- **Jobs**:
a) In the DTL algorithms page, what happens if any rank doesn't participate in a collective algorithm?
b) Write out the part of the DTL algorithms page starting at "Legacy Deep-Dive: Algorithms" and ending at "their usage patterns.".

----- Excerpt provided -----

Legacy Deep-Dive: Algorithms
This page is retained as a detailed reference. The canonical user path is now the chaptered handbook.
Primary chapter: 07-algorithms-collectives-and-remote-operations.md
Runtime and handles: Runtime and Handle Model
Detailed Reference (Legacy)
DTL provides distributed algorithms that operate efficiently across partitioned data. This guide covers the core algorithms and their usage patterns.
Table of Contents
Overview
DTL algorithms follow the STL model but are designed for distributed execution:
Operate on distributed containers or views
Use segmented iteration for performance
Support execution policy overrides
Make communication explicit
Key Principles
Local operations are fast - Algorithms operate on local partitions without communication
Global operations are explicit - Collective communication is clearly documented
Segmented iteration - The performance path for all distributed algorithms
No hidden remote access - Algorithms never perform per-element remote gets in hot paths
Algorithm Categories
DTL classifies algorithms into three domains:
Domain |
Communication |
Example |
|---|---|---|
Local |
Never |
|
Collective |
All ranks participate |
|
Distributed |
Point-to-point or mixed |
|
Local Algorithms
Operate only on local partition; no communication:
// Local reduce - no MPI calls
int sum = dtl::local_reduce(vec, 0, std::plus<>{});
// Equivalent to manual local iteration
auto local = vec.local_view();
int sum = std::accumulate(local.begin(), local.end(), 0);
Collective Algorithms
Require all ranks to participate:
// All ranks must call this
double global_sum = dtl::distributed_reduce(vec, 0.0, std::plus<>{});
// If any rank doesn't participate: undefined behavior or hang
Distributed Algorithms
May combine local and collective operations:
// Distributed sort: local sort + sample sort + redistribution
dtl::distributed_sort(vec);
for_each
Applies a function to each element in the container.

----- Data provided -----

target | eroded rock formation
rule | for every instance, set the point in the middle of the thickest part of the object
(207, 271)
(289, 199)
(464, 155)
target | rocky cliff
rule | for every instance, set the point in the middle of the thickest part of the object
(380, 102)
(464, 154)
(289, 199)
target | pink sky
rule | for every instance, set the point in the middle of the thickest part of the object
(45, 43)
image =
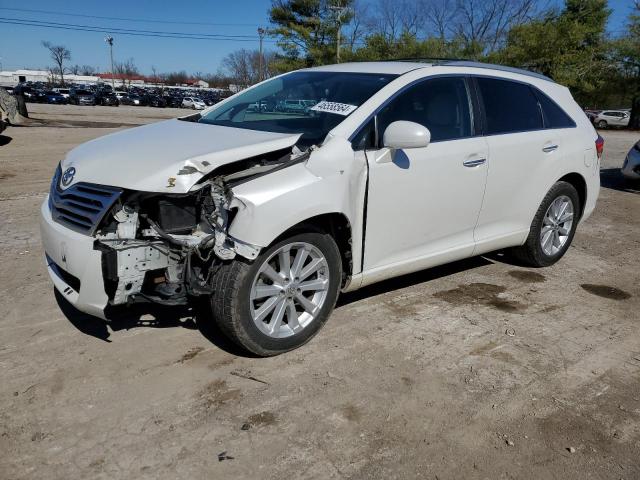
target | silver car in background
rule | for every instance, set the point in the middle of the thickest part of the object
(612, 118)
(631, 165)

-----

- **Outputs by task**:
a) Undefined behavior or a hang.

b)
Legacy Deep-Dive: Algorithms
This page is retained as a detailed reference. The canonical user path is now the chaptered handbook.
Primary chapter: 07-algorithms-collectives-and-remote-operations.md
Runtime and handles: Runtime and Handle Model
Detailed Reference (Legacy)
DTL provides distributed algorithms that operate efficiently across partitioned data. This guide covers the core algorithms and their usage patterns.